## PROBLEM DETAILS
Find each row below that contains the word "side" and copy those rows out in full. Case counts.
— Start of DATA ENTRIES —
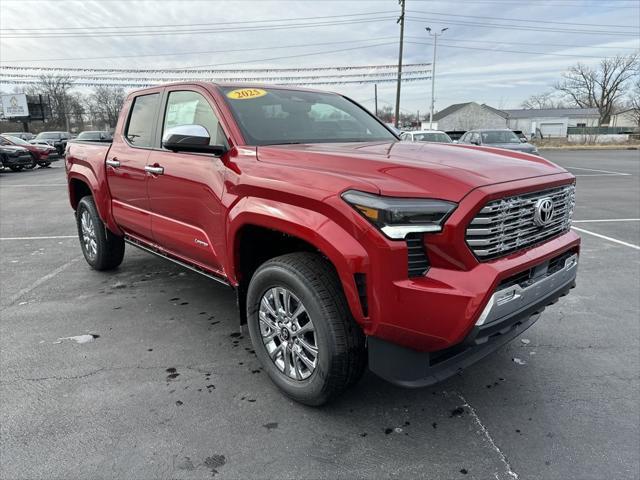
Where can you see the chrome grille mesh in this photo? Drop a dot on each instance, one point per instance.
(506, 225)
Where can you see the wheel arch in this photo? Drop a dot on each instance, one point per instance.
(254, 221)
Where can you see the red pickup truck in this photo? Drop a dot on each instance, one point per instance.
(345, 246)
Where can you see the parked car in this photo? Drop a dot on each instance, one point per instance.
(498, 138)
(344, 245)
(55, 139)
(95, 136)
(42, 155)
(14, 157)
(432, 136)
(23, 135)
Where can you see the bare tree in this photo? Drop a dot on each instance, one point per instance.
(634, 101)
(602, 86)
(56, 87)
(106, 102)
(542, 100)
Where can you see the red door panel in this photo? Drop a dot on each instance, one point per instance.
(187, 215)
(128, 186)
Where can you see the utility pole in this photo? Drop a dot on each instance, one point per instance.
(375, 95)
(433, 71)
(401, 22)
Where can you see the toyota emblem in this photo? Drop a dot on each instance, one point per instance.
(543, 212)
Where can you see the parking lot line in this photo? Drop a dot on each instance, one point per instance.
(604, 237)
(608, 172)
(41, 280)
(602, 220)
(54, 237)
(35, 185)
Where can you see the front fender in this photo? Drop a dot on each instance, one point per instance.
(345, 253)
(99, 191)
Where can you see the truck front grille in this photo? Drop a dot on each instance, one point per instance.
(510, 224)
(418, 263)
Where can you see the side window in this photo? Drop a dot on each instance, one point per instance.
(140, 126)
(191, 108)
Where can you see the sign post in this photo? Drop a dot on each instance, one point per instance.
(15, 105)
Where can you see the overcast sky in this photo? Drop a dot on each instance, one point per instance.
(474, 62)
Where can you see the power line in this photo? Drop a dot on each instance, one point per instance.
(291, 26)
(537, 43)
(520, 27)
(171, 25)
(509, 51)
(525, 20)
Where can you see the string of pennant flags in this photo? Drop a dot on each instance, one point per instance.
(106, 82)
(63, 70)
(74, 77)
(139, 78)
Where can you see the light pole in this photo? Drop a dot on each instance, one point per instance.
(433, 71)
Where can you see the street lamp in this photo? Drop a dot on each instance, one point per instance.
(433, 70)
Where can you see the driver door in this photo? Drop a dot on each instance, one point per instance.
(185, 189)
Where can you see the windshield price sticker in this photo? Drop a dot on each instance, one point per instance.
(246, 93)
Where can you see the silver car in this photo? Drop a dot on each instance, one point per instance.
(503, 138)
— End of DATA ENTRIES —
— Start of DATA ENTRIES —
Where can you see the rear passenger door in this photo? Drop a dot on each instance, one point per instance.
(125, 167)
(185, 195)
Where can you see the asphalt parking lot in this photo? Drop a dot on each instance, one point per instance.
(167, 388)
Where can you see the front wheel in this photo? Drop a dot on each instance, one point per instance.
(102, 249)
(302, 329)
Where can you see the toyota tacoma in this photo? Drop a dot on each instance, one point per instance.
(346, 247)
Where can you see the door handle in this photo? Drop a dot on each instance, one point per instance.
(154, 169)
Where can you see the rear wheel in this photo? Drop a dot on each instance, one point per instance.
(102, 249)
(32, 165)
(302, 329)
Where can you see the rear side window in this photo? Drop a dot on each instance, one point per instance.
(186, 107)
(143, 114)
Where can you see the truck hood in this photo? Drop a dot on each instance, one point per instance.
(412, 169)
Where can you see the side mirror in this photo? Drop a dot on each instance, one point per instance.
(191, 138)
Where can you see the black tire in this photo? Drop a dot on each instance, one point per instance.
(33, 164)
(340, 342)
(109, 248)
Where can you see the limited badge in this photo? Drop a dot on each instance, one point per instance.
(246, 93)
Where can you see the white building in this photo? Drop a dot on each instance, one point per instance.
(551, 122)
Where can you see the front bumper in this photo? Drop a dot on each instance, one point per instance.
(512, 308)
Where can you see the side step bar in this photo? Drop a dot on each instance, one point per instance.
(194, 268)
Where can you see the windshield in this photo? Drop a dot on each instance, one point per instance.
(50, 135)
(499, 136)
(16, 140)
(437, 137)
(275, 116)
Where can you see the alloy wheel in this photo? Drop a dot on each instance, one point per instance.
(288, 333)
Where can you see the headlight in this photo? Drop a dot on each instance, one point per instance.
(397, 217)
— End of DATA ENTRIES —
## TASK OUTPUT
Where can you see the side window in this photo? Drop a dot on each instance, one point per instance.
Where can you see the rear side window in this photo? Drop a dot on each instance, one point per instance.
Where can you see the side mirror in this photo? Drop a dot on each instance, one point per instance.
Where can you see the side step bar in this photo? Drop a dot on each instance, one point per instance.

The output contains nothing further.